Short problem >>
Could you reproduce this material verbatim, beginning at the line that has "Find the **yellow" and stopping after the line that has "[[[71,77],[16,111],[82,103]]]"?

Task material >>
━━━━━━━━━━━━━━━━━━━━

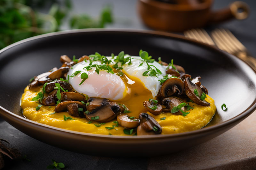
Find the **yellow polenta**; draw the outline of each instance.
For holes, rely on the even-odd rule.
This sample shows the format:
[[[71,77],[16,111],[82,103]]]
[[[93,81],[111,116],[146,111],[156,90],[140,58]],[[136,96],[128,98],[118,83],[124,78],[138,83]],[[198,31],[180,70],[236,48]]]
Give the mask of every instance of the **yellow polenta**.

━━━━━━━━━━━━━━━━━━━━

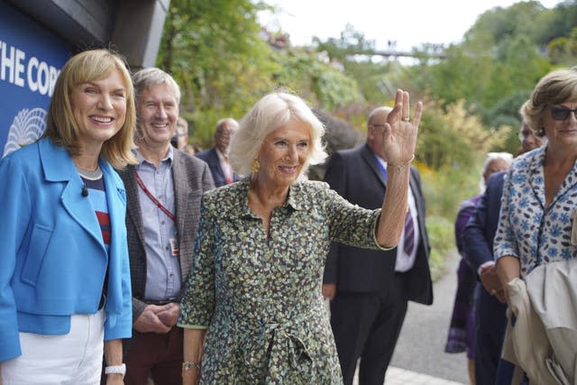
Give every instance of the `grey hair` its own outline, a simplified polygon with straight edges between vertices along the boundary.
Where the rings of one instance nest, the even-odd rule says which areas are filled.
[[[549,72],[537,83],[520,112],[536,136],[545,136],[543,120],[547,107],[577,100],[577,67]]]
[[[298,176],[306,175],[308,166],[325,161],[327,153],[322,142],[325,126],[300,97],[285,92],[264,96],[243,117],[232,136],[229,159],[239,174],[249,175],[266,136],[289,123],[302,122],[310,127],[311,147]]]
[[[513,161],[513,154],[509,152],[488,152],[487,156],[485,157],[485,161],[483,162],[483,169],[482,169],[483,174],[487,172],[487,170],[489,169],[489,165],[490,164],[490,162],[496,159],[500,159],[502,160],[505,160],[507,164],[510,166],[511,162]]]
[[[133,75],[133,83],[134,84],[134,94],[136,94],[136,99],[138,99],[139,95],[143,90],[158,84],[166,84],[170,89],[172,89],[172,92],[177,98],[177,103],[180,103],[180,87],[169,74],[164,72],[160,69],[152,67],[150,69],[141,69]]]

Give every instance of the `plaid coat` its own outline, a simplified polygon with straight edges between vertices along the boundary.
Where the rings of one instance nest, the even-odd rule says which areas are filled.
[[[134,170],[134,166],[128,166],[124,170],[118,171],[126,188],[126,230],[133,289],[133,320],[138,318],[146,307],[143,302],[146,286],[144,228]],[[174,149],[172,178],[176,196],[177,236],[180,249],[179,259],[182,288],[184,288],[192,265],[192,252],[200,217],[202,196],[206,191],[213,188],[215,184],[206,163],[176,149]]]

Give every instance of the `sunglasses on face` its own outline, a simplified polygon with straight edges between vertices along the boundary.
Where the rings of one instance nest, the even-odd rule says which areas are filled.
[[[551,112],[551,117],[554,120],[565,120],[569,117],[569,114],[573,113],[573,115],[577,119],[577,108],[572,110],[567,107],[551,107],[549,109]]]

━━━━━━━━━━━━━━━━━━━━

Answer in full >>
Find the **yellow polenta**; draw the outline of each instance.
For holes, rely on the even-odd rule.
This sample shows the format:
[[[71,77],[16,111],[82,103]]]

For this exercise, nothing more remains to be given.